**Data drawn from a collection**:
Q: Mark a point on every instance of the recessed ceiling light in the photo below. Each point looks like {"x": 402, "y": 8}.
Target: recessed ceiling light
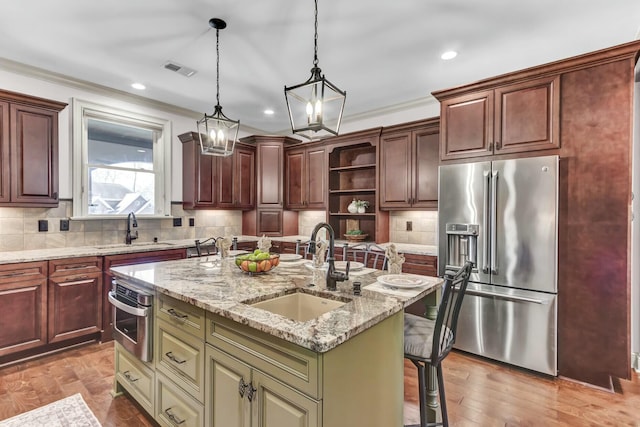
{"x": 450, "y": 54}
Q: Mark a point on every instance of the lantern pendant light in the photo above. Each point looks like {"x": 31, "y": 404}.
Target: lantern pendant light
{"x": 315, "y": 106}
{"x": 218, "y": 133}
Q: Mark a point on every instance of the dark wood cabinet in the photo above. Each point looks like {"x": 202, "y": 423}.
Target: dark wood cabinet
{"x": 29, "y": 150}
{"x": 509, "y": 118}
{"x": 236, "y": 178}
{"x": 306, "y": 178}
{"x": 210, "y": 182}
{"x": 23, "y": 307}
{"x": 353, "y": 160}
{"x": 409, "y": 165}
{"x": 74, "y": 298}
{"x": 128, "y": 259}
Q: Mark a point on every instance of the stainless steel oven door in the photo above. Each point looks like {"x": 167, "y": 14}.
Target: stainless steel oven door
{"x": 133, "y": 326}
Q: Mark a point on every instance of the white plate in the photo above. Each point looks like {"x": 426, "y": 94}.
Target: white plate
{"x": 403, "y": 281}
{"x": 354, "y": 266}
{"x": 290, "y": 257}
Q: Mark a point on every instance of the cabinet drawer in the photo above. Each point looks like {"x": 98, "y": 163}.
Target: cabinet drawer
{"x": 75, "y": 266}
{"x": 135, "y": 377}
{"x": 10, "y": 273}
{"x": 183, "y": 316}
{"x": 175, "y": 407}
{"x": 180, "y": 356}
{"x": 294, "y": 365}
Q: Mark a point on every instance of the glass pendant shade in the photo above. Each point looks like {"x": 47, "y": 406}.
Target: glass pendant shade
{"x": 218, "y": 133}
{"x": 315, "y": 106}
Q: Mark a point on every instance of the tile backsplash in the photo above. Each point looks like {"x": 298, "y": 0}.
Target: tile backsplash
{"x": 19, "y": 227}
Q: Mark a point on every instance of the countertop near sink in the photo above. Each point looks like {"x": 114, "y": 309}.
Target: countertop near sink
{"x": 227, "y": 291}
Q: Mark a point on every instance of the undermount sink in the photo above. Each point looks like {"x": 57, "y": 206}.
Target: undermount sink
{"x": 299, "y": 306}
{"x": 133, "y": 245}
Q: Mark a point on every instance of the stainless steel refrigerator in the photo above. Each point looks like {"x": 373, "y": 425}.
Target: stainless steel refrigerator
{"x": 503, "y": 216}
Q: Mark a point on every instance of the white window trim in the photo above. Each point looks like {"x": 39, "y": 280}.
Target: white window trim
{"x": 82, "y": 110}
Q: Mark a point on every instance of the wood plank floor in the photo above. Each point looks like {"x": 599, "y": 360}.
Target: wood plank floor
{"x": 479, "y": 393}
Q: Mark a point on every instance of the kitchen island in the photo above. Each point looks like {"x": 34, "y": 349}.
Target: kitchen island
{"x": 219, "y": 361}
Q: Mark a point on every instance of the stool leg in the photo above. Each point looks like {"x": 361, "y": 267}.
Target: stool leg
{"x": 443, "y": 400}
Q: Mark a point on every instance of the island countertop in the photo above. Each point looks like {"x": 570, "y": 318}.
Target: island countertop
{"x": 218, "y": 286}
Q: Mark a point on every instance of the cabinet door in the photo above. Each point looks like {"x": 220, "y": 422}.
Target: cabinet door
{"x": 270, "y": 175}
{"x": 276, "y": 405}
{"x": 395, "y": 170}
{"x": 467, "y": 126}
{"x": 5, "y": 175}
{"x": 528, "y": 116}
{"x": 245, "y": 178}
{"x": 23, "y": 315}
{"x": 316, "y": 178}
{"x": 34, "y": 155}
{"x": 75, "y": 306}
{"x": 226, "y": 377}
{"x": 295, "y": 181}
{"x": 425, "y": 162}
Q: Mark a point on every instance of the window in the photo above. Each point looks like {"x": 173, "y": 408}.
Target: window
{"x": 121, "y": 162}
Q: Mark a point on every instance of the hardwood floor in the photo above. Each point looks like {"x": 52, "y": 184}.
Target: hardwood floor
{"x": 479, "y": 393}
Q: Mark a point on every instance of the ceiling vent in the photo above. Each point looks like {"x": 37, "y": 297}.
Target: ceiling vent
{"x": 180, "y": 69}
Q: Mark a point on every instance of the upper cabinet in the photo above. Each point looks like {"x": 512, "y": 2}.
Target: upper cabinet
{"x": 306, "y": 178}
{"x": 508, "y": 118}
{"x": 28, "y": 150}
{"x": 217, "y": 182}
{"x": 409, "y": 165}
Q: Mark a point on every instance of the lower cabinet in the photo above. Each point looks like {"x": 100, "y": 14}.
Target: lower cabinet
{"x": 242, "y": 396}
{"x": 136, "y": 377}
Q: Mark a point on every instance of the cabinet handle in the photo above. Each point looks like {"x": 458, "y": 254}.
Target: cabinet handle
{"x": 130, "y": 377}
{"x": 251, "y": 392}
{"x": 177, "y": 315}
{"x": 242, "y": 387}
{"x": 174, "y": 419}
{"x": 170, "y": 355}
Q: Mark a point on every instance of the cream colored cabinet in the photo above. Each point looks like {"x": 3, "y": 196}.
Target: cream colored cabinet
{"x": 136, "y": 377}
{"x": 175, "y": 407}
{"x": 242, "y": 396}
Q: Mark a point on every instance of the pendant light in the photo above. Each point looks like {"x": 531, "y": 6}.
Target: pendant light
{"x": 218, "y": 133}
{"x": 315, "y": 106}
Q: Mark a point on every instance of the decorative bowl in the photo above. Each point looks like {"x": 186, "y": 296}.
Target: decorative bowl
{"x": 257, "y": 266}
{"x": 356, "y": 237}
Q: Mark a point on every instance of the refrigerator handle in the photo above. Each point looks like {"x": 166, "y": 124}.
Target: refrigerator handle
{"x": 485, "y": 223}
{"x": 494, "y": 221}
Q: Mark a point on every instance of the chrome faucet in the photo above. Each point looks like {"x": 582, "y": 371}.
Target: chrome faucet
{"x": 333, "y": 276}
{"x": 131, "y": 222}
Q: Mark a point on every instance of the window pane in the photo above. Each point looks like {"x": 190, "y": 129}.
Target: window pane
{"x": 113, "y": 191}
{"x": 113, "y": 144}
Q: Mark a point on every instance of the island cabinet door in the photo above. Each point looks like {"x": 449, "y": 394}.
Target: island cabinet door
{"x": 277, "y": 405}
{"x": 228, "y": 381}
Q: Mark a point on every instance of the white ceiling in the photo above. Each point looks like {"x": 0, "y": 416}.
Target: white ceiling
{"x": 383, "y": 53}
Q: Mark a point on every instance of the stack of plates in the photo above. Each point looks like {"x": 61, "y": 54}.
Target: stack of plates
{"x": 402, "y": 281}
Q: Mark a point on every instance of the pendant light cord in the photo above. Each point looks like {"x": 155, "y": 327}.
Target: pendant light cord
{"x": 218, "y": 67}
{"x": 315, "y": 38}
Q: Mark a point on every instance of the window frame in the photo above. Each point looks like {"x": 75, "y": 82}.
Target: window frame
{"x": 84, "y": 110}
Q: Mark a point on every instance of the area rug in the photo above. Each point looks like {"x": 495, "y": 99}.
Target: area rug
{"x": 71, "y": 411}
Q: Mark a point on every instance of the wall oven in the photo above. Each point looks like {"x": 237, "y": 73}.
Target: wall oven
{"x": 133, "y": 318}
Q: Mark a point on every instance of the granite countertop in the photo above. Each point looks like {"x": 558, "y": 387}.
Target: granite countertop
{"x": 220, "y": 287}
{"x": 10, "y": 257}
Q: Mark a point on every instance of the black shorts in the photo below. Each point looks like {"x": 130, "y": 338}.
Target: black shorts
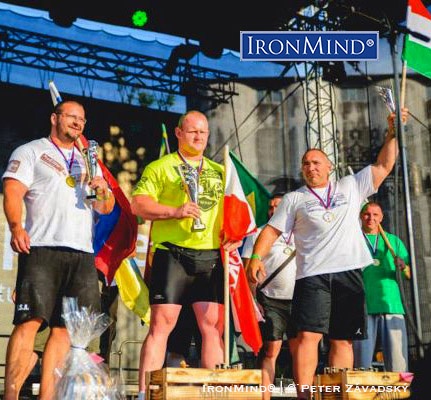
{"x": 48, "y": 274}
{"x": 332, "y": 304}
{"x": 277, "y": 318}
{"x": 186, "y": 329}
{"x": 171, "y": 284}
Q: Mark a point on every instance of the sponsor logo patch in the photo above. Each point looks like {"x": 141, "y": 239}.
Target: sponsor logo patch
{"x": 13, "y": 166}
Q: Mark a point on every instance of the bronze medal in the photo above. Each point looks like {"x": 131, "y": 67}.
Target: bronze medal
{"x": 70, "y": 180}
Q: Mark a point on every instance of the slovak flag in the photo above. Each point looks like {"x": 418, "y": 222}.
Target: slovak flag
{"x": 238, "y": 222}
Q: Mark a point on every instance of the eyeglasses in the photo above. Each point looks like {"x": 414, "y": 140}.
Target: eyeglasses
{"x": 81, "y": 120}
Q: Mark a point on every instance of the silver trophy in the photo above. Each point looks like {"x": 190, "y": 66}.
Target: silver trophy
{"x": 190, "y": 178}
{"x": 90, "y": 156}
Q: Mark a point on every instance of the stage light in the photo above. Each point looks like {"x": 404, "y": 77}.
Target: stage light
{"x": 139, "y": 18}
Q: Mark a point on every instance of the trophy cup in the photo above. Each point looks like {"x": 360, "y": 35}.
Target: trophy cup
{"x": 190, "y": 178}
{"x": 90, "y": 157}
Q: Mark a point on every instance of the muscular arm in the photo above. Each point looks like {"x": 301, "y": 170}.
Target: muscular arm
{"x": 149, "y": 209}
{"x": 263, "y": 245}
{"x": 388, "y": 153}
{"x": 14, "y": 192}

...

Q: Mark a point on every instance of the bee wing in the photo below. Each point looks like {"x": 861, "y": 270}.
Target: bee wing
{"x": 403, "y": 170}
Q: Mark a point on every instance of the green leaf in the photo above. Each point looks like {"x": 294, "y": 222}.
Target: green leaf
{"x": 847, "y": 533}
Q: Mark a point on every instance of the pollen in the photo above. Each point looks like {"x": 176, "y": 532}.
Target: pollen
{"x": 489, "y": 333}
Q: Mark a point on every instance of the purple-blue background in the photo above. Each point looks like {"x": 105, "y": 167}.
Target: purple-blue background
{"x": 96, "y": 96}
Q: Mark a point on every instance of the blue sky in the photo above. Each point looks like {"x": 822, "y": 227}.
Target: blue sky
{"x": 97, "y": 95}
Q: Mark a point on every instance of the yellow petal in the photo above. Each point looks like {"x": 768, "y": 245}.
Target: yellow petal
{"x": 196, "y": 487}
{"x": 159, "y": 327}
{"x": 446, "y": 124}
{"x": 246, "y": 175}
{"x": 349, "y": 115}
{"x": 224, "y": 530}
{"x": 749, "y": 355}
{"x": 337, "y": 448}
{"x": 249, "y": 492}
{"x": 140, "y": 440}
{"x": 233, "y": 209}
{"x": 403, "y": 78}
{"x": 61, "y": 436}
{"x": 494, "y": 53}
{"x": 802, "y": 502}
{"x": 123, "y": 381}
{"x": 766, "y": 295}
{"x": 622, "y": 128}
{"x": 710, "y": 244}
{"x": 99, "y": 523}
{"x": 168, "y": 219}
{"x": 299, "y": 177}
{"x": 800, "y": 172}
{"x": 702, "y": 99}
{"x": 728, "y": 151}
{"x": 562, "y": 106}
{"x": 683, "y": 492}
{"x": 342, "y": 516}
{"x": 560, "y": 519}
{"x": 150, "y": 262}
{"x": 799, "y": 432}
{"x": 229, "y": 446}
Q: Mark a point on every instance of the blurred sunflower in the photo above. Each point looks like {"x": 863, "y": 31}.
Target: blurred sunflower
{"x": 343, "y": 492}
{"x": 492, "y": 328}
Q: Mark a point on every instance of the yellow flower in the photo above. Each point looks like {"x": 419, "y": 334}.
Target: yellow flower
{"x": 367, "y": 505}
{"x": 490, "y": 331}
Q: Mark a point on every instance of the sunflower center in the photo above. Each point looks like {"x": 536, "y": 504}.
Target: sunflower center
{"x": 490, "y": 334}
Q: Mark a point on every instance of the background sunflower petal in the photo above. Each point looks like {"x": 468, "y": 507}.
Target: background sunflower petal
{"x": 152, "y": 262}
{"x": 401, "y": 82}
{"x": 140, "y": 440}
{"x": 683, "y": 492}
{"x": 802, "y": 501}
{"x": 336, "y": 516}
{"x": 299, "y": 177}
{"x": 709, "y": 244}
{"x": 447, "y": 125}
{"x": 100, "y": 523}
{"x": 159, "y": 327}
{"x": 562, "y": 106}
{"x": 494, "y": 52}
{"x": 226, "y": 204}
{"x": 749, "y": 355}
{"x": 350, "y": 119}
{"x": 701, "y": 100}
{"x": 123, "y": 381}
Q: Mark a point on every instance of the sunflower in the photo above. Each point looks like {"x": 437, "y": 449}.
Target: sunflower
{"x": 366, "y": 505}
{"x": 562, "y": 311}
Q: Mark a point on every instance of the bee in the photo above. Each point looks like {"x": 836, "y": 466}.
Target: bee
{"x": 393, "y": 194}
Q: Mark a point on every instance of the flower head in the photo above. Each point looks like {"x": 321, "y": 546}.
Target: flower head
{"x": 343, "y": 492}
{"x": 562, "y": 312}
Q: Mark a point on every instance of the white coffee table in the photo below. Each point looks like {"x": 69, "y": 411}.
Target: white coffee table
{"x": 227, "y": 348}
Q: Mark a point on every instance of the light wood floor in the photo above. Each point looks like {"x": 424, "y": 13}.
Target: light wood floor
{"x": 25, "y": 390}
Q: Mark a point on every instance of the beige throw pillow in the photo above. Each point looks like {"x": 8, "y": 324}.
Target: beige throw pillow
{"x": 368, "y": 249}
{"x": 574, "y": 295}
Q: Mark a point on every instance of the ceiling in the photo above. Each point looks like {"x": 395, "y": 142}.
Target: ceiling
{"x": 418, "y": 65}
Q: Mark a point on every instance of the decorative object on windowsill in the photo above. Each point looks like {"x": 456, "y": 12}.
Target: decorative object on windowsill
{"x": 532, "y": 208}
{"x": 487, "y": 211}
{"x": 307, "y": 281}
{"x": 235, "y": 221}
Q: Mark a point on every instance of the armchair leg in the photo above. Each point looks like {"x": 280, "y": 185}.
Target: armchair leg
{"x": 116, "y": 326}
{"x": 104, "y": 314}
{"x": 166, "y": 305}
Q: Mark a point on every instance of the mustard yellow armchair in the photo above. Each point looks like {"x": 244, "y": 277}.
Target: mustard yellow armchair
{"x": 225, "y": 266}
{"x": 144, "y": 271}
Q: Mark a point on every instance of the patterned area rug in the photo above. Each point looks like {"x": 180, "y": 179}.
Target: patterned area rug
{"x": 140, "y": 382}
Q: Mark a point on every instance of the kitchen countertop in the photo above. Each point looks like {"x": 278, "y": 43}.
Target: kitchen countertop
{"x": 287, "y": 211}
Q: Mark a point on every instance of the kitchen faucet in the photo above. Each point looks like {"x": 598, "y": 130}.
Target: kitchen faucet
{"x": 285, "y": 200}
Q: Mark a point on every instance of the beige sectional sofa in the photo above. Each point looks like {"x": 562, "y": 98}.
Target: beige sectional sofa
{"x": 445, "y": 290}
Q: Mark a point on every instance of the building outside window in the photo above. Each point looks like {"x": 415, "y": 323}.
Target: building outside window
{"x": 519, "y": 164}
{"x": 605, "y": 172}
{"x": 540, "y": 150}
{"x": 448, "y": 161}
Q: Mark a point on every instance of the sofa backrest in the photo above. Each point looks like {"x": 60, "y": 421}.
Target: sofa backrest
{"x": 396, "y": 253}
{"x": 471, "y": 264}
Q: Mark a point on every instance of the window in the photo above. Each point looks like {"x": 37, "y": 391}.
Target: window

* * *

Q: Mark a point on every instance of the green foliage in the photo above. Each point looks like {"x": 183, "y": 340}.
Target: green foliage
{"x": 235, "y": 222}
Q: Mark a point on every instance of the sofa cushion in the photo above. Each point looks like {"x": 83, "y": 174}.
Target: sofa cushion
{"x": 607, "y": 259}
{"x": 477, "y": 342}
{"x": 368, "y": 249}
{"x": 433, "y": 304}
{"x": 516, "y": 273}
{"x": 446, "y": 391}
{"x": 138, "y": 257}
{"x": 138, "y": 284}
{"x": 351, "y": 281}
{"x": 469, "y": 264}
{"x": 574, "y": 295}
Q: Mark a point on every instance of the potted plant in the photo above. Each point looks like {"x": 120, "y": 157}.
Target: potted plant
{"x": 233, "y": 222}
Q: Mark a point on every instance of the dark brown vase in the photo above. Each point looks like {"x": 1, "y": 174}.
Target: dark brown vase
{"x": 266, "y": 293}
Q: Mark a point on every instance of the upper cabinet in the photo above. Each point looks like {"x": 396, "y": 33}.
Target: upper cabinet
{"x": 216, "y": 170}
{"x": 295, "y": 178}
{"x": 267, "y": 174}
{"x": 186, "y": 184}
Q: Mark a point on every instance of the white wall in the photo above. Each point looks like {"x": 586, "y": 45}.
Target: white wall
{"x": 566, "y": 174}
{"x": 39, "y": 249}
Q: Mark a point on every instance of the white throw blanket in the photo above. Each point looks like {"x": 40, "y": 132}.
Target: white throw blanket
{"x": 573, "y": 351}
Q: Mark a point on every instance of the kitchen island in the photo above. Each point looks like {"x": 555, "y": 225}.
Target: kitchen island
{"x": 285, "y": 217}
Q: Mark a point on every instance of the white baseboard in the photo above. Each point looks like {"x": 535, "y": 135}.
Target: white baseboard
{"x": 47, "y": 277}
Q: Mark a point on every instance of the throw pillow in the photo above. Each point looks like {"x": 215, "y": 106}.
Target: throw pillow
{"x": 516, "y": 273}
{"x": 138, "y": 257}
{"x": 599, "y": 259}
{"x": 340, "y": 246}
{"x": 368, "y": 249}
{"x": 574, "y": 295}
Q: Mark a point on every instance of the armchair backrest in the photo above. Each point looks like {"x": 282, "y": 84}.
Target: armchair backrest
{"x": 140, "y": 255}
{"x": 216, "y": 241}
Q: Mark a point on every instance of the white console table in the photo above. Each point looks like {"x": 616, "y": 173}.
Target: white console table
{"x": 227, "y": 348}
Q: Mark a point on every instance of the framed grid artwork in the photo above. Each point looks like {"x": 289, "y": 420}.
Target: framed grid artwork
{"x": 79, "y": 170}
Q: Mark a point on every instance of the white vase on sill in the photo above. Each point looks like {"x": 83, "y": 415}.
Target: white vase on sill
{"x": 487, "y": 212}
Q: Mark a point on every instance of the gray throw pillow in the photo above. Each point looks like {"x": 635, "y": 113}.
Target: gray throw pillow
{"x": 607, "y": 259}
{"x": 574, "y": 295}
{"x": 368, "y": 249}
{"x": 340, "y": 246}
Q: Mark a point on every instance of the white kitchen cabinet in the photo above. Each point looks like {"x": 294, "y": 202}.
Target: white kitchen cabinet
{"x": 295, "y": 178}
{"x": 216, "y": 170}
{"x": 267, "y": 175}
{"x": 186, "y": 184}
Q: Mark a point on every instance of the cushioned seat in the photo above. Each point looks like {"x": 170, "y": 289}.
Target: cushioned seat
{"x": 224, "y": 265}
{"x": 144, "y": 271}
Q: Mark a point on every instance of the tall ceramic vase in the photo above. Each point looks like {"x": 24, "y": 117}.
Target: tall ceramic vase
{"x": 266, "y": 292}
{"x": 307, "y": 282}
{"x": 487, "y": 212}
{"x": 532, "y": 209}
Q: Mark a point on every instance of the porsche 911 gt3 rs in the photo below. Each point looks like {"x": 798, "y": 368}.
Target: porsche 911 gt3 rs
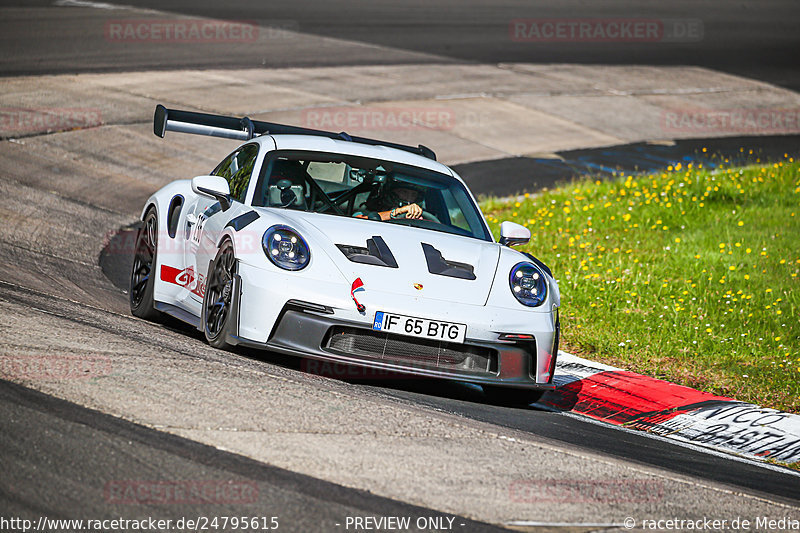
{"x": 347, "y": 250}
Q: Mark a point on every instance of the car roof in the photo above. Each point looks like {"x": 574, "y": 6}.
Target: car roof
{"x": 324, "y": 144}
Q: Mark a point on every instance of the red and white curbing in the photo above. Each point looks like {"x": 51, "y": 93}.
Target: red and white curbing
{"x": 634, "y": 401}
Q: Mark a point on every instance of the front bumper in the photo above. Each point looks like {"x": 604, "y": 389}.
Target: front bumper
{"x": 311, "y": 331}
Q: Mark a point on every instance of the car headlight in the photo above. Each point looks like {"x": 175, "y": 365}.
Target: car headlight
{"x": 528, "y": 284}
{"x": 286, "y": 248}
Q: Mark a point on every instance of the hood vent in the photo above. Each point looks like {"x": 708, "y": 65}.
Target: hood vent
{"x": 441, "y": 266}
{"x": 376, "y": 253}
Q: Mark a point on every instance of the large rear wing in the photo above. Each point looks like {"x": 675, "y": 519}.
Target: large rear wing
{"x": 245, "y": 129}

**Requirements**: How many lines in the records above contain the string "sunflower"? Treat uppercase and lowercase as distinct, and give only the number.

**Answer for the task**: 8